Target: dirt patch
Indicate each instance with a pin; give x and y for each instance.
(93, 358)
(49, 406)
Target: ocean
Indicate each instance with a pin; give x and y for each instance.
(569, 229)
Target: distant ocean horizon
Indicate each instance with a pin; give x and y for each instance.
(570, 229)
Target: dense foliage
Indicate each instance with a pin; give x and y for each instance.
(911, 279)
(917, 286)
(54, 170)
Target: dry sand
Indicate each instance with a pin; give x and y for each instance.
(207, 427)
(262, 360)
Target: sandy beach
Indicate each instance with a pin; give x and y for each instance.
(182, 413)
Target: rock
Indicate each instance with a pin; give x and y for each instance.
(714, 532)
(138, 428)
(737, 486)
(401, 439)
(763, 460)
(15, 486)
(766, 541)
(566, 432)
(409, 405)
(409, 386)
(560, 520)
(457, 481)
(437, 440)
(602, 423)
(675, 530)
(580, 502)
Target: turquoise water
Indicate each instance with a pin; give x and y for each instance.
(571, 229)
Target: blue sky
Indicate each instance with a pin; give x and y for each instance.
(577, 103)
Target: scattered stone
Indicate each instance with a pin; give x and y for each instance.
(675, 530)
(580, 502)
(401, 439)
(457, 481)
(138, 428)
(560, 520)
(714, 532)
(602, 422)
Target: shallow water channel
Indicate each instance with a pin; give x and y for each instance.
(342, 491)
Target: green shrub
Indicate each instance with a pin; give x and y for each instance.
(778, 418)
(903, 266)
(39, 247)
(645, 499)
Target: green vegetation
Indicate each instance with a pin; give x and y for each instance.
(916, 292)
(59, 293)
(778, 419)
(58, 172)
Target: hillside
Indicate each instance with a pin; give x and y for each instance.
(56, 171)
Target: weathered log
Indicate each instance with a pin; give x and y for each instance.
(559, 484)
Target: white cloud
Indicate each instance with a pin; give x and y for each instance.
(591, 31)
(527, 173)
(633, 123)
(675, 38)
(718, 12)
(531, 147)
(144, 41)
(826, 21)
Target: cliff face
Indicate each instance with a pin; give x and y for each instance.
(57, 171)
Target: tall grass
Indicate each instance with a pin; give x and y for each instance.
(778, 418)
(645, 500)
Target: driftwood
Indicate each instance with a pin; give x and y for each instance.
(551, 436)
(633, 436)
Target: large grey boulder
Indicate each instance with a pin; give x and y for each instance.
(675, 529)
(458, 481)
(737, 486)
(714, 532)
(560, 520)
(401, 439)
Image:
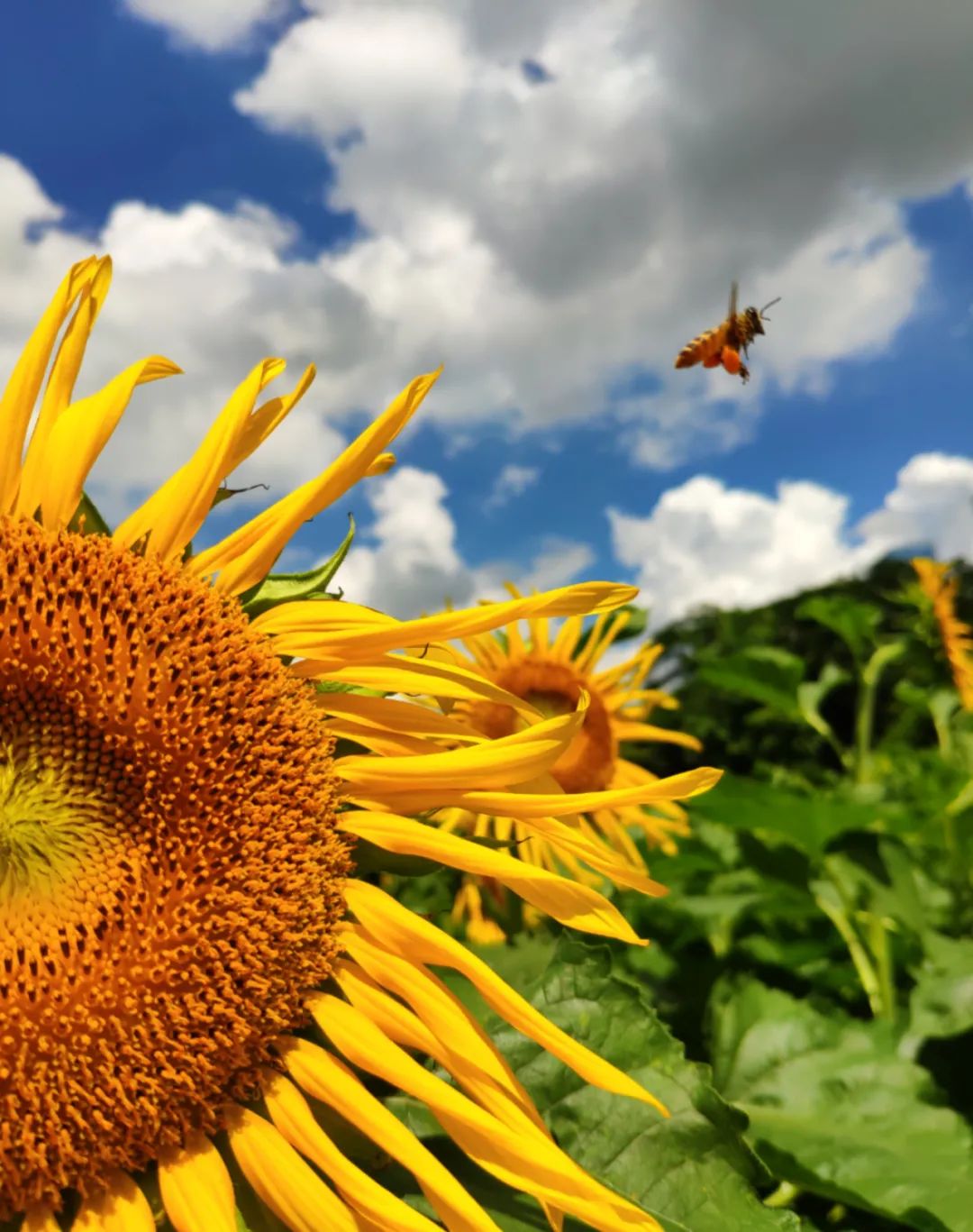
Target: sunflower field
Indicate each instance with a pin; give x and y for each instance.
(502, 917)
(805, 1008)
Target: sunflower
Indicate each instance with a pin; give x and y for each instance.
(957, 637)
(550, 671)
(187, 954)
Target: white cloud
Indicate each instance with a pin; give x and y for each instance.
(412, 563)
(544, 237)
(214, 292)
(708, 544)
(932, 506)
(211, 25)
(512, 482)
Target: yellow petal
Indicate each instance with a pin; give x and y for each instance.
(247, 556)
(573, 905)
(266, 419)
(177, 510)
(325, 632)
(382, 465)
(281, 1178)
(40, 1218)
(196, 1188)
(626, 731)
(536, 805)
(326, 1078)
(403, 674)
(525, 1161)
(406, 934)
(388, 715)
(20, 396)
(123, 1208)
(459, 1043)
(294, 1118)
(505, 761)
(77, 437)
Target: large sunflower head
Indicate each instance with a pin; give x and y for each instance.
(177, 890)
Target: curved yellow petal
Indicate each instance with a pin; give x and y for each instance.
(326, 1078)
(76, 442)
(325, 632)
(459, 1044)
(247, 556)
(509, 759)
(20, 396)
(405, 674)
(177, 510)
(567, 900)
(292, 1115)
(40, 1218)
(268, 418)
(382, 465)
(281, 1178)
(123, 1208)
(406, 934)
(626, 731)
(196, 1188)
(530, 1164)
(527, 806)
(399, 717)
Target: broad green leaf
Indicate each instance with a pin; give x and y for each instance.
(762, 673)
(835, 1110)
(284, 588)
(812, 692)
(808, 822)
(854, 621)
(86, 517)
(941, 1002)
(691, 1171)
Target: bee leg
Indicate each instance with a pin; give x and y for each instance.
(731, 360)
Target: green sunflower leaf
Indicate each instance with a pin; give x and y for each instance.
(941, 1002)
(805, 822)
(691, 1171)
(836, 1110)
(86, 517)
(285, 588)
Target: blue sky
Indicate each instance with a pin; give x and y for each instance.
(865, 229)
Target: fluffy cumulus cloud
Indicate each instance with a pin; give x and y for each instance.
(406, 560)
(708, 544)
(552, 225)
(214, 291)
(211, 25)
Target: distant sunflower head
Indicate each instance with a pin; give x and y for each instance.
(177, 885)
(552, 674)
(941, 588)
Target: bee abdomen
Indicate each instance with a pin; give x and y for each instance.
(696, 350)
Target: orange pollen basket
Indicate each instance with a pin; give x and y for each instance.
(554, 689)
(170, 875)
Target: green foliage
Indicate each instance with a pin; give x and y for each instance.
(805, 1008)
(285, 588)
(835, 1110)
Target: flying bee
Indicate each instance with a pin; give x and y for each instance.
(723, 344)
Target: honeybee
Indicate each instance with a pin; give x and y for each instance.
(723, 344)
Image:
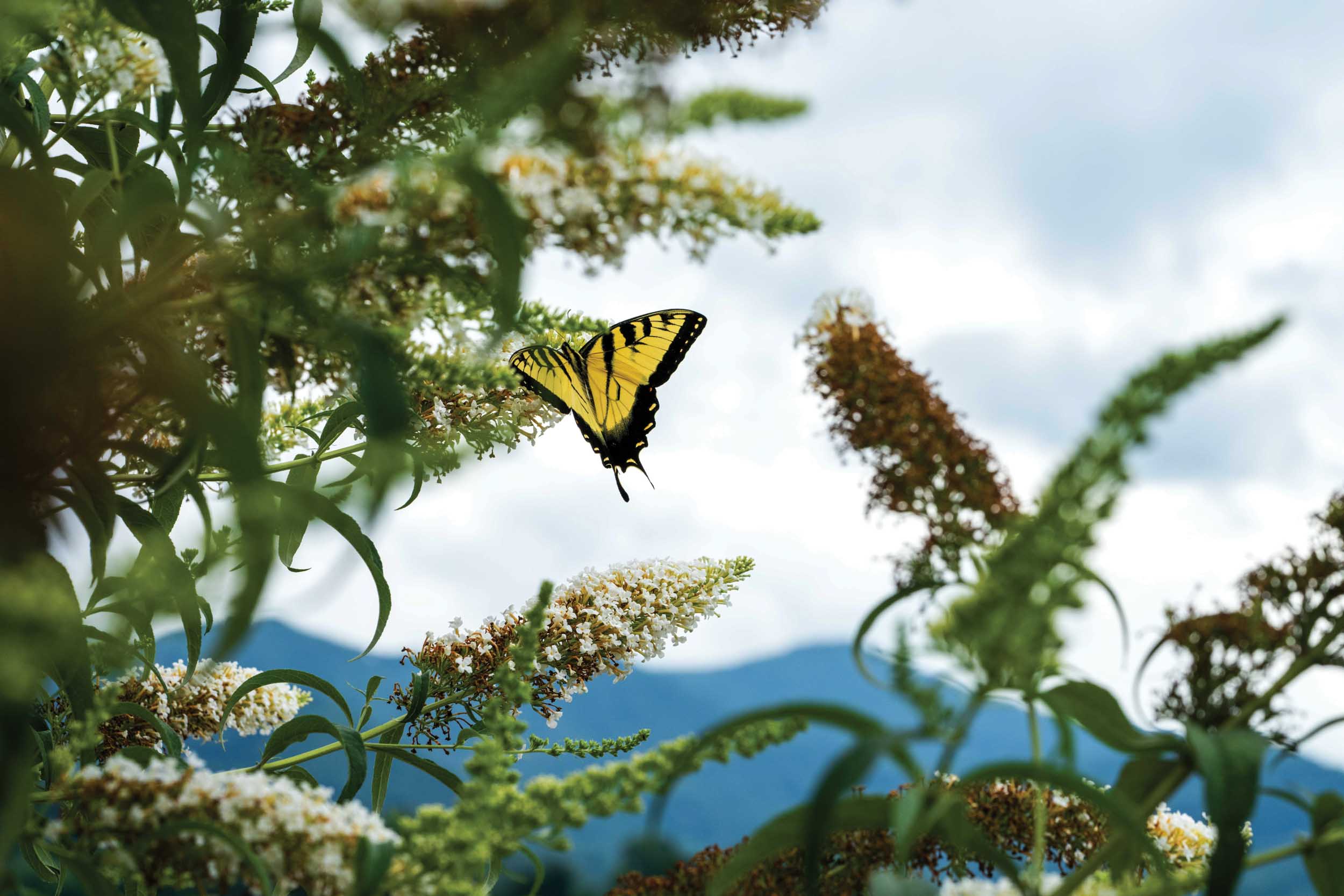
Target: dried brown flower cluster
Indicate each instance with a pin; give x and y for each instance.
(1002, 809)
(1288, 607)
(925, 464)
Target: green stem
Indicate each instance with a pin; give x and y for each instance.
(70, 121)
(1038, 808)
(469, 747)
(366, 735)
(1297, 668)
(225, 477)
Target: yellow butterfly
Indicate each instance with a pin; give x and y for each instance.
(611, 383)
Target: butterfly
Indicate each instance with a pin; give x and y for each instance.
(611, 383)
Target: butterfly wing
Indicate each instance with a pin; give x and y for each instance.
(624, 367)
(558, 377)
(611, 383)
(554, 377)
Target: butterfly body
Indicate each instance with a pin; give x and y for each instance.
(611, 383)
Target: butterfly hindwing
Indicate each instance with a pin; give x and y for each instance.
(611, 385)
(624, 369)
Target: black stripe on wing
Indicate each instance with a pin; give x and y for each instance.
(691, 327)
(621, 448)
(638, 329)
(550, 359)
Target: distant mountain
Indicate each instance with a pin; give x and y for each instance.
(722, 804)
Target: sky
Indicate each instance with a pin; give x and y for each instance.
(1039, 198)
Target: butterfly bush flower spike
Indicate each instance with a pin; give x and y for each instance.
(194, 708)
(296, 830)
(598, 622)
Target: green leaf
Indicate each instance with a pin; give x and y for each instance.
(1098, 711)
(97, 503)
(39, 860)
(294, 519)
(538, 871)
(89, 190)
(308, 22)
(237, 28)
(70, 663)
(288, 676)
(504, 230)
(1007, 623)
(420, 692)
(418, 473)
(1326, 863)
(324, 510)
(300, 776)
(338, 422)
(431, 768)
(840, 777)
(166, 505)
(174, 25)
(885, 883)
(1230, 763)
(95, 143)
(170, 738)
(90, 879)
(383, 766)
(787, 830)
(148, 210)
(158, 547)
(19, 124)
(41, 111)
(371, 864)
(267, 84)
(300, 727)
(140, 755)
(1141, 776)
(371, 688)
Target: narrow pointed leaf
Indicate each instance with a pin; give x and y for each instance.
(288, 676)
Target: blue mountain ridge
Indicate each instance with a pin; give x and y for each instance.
(722, 804)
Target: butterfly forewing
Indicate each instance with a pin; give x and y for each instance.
(611, 383)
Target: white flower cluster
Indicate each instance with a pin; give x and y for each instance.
(299, 833)
(482, 406)
(1049, 884)
(195, 708)
(1183, 840)
(130, 66)
(596, 206)
(597, 623)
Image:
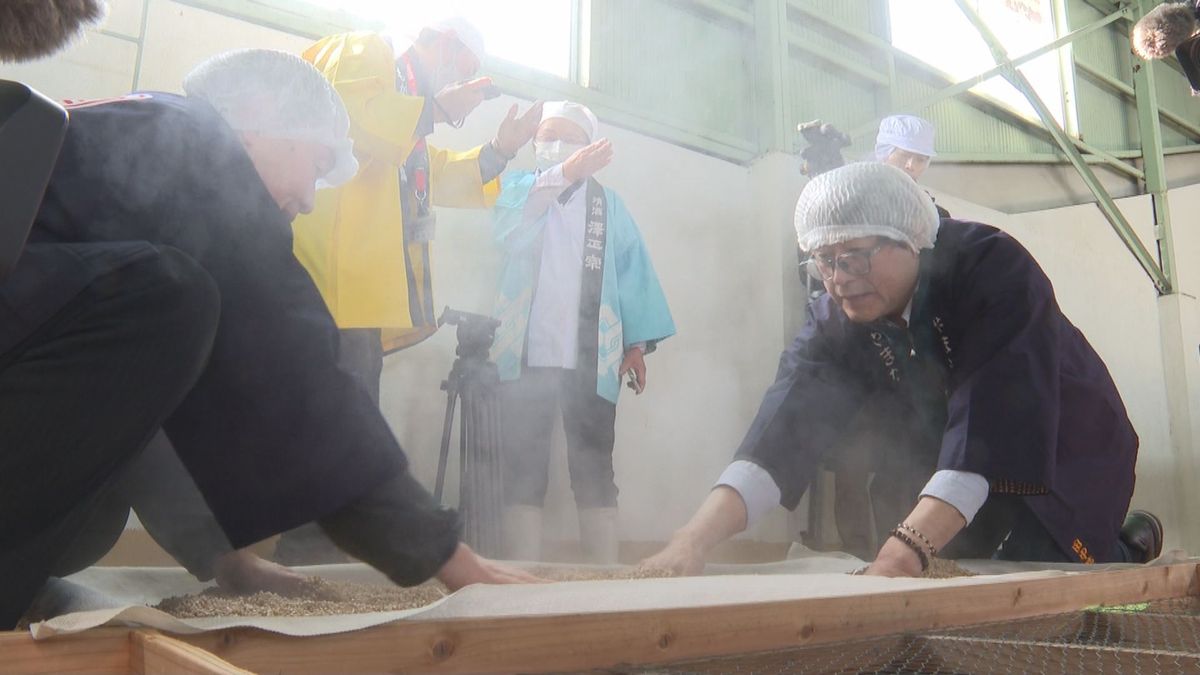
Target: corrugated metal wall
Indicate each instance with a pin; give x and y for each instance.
(676, 60)
(693, 64)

───

PROBLEM DETAILS: Rewrite all the records above with every "Indicate" changed to "Mark" and everything else left as it is. Leave the pictures out of your answer.

IN RESPONSE:
Target: dirt patch
Mark each instance with a pin; give x and y for each instance.
(93, 358)
(49, 406)
Target: ocean
Mark each instance with a pin; give x and y for each instance.
(569, 229)
Target: distant ocean horizon
Mark each instance with a pin; give x and y for each instance.
(570, 229)
Target: dense foliage
Mark each instance with a pin; give x and y for each instance.
(911, 279)
(917, 286)
(54, 170)
Target: dry sand
Mark each instance with a pin; give x and y for each instance.
(207, 427)
(262, 360)
Target: sandy beach
Mark each instance with a pin; give x and y for each instance.
(182, 413)
Target: rock
Mark each instance with a pin; give x and y for each instance.
(714, 532)
(138, 428)
(737, 486)
(401, 439)
(763, 460)
(15, 486)
(766, 541)
(566, 432)
(409, 405)
(409, 386)
(560, 520)
(457, 481)
(437, 440)
(602, 423)
(675, 530)
(580, 502)
Target: turquoise water
Mark each instance with a pin; give x and y for each instance.
(571, 229)
Target: blue sky
Mark each instance with a pin; give x and y for each instance.
(577, 103)
Target: scattered stone
Mark each instance with a pin; give x and y for each instance.
(675, 530)
(580, 502)
(401, 439)
(457, 481)
(138, 428)
(560, 520)
(714, 532)
(602, 422)
Target: shallow water channel
Mark each instance with a pin; give x and y for each instance.
(342, 491)
Target: green shrub
Mark each instance with a pin; give x and y for each instance.
(778, 418)
(903, 266)
(39, 247)
(645, 499)
Target: green vegetation
Mark each instance with a pin; give x and y for each instance.
(916, 292)
(59, 293)
(778, 419)
(58, 172)
Target: hillside
Mark each instance with a pin; give x and y for each instance.
(56, 171)
Target: weathered log
Mark each instance with a pin; give x and y for each instance.
(559, 484)
Target: white cloud
Mark each instance with a pin; give x and y for each instance.
(591, 31)
(527, 173)
(633, 123)
(675, 38)
(718, 12)
(531, 147)
(144, 41)
(826, 21)
Target: cliff face
Mark each instance with a pin; give x and y for each instance.
(57, 171)
Target: tall grass
Mark each instance with a pin; give x and y for each instance.
(778, 418)
(645, 500)
Target: driftwood
Mark each instance with a pin; give x and y for each instance.
(551, 436)
(633, 436)
Target: large grey boulder
Mark each instance with a pin; give x and y for each instance.
(675, 529)
(458, 481)
(737, 486)
(714, 532)
(560, 520)
(401, 439)
Image:
Target: sunflower field
Mark each instance with a pin; give x and y for each instance.
(502, 917)
(805, 1008)
Target: sunflower
Mark each instance with a pin; give x and y for each instance.
(957, 637)
(550, 671)
(187, 954)
Target: white cloud
Mark each instance with a pin; give x and y for each instance.
(412, 563)
(544, 237)
(214, 292)
(708, 544)
(932, 506)
(211, 25)
(512, 482)
Target: yellow petal
Mark each instance with a pin; give x and y for each instance.
(247, 556)
(573, 905)
(266, 419)
(177, 510)
(325, 632)
(382, 465)
(281, 1178)
(40, 1218)
(196, 1188)
(626, 731)
(536, 805)
(326, 1078)
(403, 674)
(525, 1161)
(406, 934)
(388, 715)
(20, 396)
(123, 1208)
(459, 1043)
(294, 1118)
(505, 761)
(77, 437)
Target: large sunflower head
Mark each instance with a pin; give x and y for each instance.
(177, 890)
Target: curved yellow petal
Mark each instance with a pin; give x and y for each instance.
(326, 1078)
(76, 442)
(325, 632)
(459, 1044)
(247, 556)
(509, 759)
(20, 396)
(405, 674)
(177, 510)
(567, 900)
(292, 1115)
(40, 1218)
(268, 418)
(382, 465)
(281, 1178)
(123, 1208)
(406, 934)
(626, 731)
(196, 1188)
(530, 1164)
(527, 806)
(399, 717)
Target: broad green leaf
Mark each instance with a pin; give x and y for each instance.
(762, 673)
(835, 1110)
(284, 588)
(812, 692)
(808, 822)
(854, 621)
(86, 517)
(941, 1002)
(691, 1171)
Target: bee leg
Mark each instance with a pin; give x and y for each instance.
(731, 360)
Target: green sunflower leaf
Mark each instance with a pin; give x and y for each instance.
(941, 1002)
(805, 822)
(691, 1171)
(836, 1110)
(86, 517)
(285, 588)
Target: blue sky
Mark each instance with a pin; give x and y for each instance.
(865, 229)
Target: fluffy cumulus cloud
Mark each instance with a pin; give x and y for each instance.
(406, 560)
(708, 544)
(552, 225)
(214, 291)
(211, 25)
Target: distant sunflower head
Mark each instance with a pin; give x and y for each instance.
(177, 885)
(552, 674)
(941, 588)
Target: bee abdomen
Mark each instance with a pin; give x and y for each instance.
(696, 350)
Target: orange pollen basket
Mark each instance with a pin; give x and y for each instance.
(554, 689)
(170, 875)
Target: green foliage
Mark each instance with a pin; give x and y for each instance.
(805, 1008)
(285, 588)
(835, 1110)
Target: flying bee
Mark each instance with a pin; give x and y for each instance.
(723, 344)
Target: honeybee
Mark each instance with a pin; give x and y for each instance.
(723, 344)
Image:
Target: dried brown flower cluster
Mark each instance with a pin; give x and y for each instance.
(1002, 809)
(1288, 607)
(925, 464)
Target: green stem
Mark each instance with a pin; give x and y for each instance.
(70, 121)
(1038, 808)
(469, 747)
(366, 735)
(1297, 668)
(225, 477)
Target: yellow butterfly
Mark each instance with a pin; give x and y for each instance.
(611, 383)
Target: butterfly
Mark each instance with a pin; give x and y for each instance.
(611, 383)
Target: butterfly wing
Mark each instance with a pin; give x and y for each instance.
(624, 367)
(558, 377)
(611, 383)
(554, 377)
Target: butterfly body
Mark each instance with a pin; give x and y for each instance.
(611, 383)
Target: butterfly hindwing
Mark each instance with a pin; give x and y for each instance.
(611, 385)
(624, 369)
Target: black stripe on wing
Mark each instance with a pin; give x and y for each instance.
(691, 327)
(621, 448)
(638, 329)
(550, 359)
Target: distant mountain
Mark each instance with a pin; give x and y for each instance.
(722, 804)
Target: sky
Mark each instance with a pin; give x and y for each instance.
(1039, 198)
Target: butterfly bush flower spike
Mark each instance with a pin; give x and y for each instance.
(194, 708)
(296, 830)
(598, 622)
Target: green leaf
Mark each instance with a pin; give x and y for each instance.
(1098, 711)
(97, 503)
(39, 860)
(294, 519)
(538, 871)
(89, 190)
(308, 22)
(237, 28)
(70, 663)
(288, 676)
(504, 230)
(1007, 623)
(420, 692)
(418, 473)
(1326, 863)
(324, 510)
(300, 776)
(338, 422)
(431, 768)
(840, 777)
(166, 505)
(174, 25)
(885, 883)
(1230, 763)
(95, 143)
(170, 738)
(90, 879)
(383, 766)
(787, 830)
(148, 210)
(158, 547)
(19, 124)
(41, 111)
(371, 864)
(267, 84)
(300, 727)
(140, 755)
(1141, 776)
(371, 688)
Target: narrow pointed leaf
Mark each instance with a pin; give x and y for each instance.
(288, 676)
Target: blue mountain ridge
Mark each instance with a pin; give x and y for each instance.
(722, 804)
Target: butterfly forewing
Mark each instance with a pin; give x and y for each instance.
(611, 383)
Target: white flower cluster
Mark each instance with a pin; give x and y for each instance.
(299, 833)
(482, 406)
(1049, 884)
(195, 708)
(1183, 840)
(130, 66)
(596, 206)
(597, 623)
Image:
Target: corrugated metal wall
Mark each instance with a pin; give x and y for each instance.
(676, 60)
(693, 64)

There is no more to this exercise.